● **EXERCISE DETAILS**:
Answer these questions about the anti-bullying blog post below, one per line:
1. Who hosts the Blog Every Day in November challenge?
2. What dates does the Actionwork anti-bullying month cover?
3. What are schools expected to have?

Anti-bullying Week

Blog Every Day in November is a challenge hosted by Elizabeth of Rosalilium a lifestyle blog.  Today’s topic is Anti-Bullying Week.

The Future is Ours. Safe, Fun and Connected

This theme for the week is about on-line safety for young people.  There is also

Actionwork anti-bullying month 4th-29 Nov 2013

With the theme:

Creatively dealing with bullying using non-violence.

This is something I wish to address.

Why do some people become bullies and others victims?  The bullies often work together.  They gang up on someone and make his or her life a misery.  The victim is often smaller, weaker or just less experienced.

Schools are expected to have anti-bullying policies.  Some schools deny that bullying happens in that particular school.  Human nature being what it is, it seems unlikely that bullying never happens.

Sometimes the staff have tendencies towards bullying and see this as normal behaviour.   This does not help the victims.  It is also difficult for other adults, whether members of staff or parents to put forward any kind of suggestions that something needs to change.

● **STORED RECORDS**:
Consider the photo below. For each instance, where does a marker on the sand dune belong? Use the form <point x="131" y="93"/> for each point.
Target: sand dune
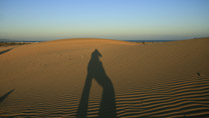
<point x="105" y="78"/>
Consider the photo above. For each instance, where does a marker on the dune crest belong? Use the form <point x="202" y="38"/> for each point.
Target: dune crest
<point x="65" y="78"/>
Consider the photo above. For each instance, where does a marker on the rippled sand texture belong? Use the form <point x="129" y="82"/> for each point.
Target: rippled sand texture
<point x="105" y="78"/>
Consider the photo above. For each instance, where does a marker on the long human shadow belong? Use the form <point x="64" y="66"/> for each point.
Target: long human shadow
<point x="4" y="51"/>
<point x="97" y="72"/>
<point x="2" y="98"/>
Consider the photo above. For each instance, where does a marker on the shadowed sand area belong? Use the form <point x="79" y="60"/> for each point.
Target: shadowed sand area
<point x="106" y="78"/>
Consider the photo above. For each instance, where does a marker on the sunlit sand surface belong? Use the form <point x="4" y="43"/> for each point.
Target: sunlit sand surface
<point x="105" y="78"/>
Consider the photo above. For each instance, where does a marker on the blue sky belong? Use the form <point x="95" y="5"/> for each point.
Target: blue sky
<point x="114" y="19"/>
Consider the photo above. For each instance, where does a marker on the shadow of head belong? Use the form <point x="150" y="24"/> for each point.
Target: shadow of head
<point x="96" y="54"/>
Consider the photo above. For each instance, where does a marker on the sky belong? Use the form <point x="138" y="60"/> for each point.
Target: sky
<point x="112" y="19"/>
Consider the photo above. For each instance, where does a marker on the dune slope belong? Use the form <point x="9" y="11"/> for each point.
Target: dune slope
<point x="105" y="78"/>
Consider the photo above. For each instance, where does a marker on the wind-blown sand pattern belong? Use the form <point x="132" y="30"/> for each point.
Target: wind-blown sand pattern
<point x="106" y="78"/>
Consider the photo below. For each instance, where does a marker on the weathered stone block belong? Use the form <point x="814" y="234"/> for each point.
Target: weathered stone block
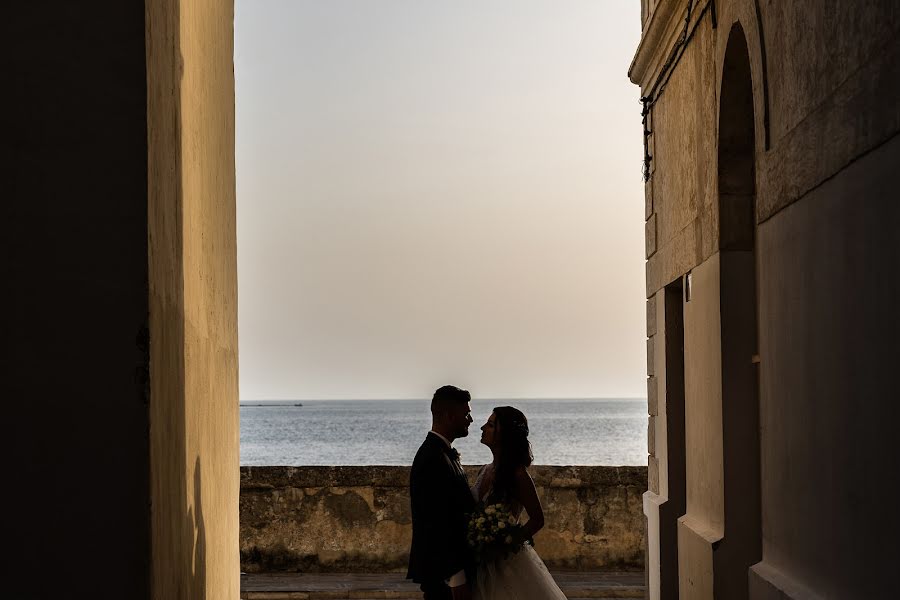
<point x="650" y="236"/>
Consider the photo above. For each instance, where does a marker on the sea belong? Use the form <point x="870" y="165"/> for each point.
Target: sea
<point x="590" y="431"/>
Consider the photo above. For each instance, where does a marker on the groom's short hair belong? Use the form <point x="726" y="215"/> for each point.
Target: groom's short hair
<point x="447" y="396"/>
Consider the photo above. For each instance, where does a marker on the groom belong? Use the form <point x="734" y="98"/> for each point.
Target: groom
<point x="439" y="559"/>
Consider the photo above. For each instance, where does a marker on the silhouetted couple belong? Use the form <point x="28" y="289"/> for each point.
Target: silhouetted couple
<point x="449" y="557"/>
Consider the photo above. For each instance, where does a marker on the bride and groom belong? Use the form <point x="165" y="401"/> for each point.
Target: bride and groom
<point x="441" y="558"/>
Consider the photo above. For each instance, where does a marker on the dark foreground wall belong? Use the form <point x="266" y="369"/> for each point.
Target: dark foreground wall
<point x="357" y="518"/>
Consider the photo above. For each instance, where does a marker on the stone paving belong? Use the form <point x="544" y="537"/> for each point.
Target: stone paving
<point x="366" y="586"/>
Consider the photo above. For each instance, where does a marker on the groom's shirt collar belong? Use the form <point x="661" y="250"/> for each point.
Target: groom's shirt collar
<point x="446" y="441"/>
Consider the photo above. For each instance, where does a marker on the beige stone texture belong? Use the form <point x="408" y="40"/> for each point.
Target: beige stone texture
<point x="356" y="519"/>
<point x="826" y="258"/>
<point x="193" y="300"/>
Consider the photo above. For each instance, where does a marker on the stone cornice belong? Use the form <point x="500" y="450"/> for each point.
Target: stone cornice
<point x="657" y="37"/>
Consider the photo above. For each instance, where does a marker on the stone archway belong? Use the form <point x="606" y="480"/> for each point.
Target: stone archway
<point x="741" y="546"/>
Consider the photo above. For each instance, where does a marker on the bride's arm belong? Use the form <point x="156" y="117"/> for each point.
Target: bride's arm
<point x="527" y="495"/>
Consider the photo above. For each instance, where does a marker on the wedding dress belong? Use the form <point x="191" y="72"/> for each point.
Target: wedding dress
<point x="520" y="576"/>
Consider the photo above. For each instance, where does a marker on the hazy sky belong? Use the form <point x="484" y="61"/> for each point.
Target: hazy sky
<point x="439" y="192"/>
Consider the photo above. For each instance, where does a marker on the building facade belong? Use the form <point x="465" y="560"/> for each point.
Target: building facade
<point x="772" y="282"/>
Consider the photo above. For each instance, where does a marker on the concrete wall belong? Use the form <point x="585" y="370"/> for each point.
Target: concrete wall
<point x="357" y="518"/>
<point x="825" y="87"/>
<point x="73" y="241"/>
<point x="193" y="300"/>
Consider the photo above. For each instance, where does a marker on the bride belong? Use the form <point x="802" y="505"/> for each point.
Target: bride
<point x="522" y="575"/>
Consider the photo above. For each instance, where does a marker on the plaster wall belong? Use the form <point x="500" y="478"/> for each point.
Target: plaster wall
<point x="703" y="526"/>
<point x="826" y="94"/>
<point x="346" y="519"/>
<point x="73" y="241"/>
<point x="193" y="312"/>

● **SOLUTION FOR THIS EXERCISE**:
1. Elizabeth of Rosalilium
2. 4th–29 Nov 2013
3. Anti-bullying policies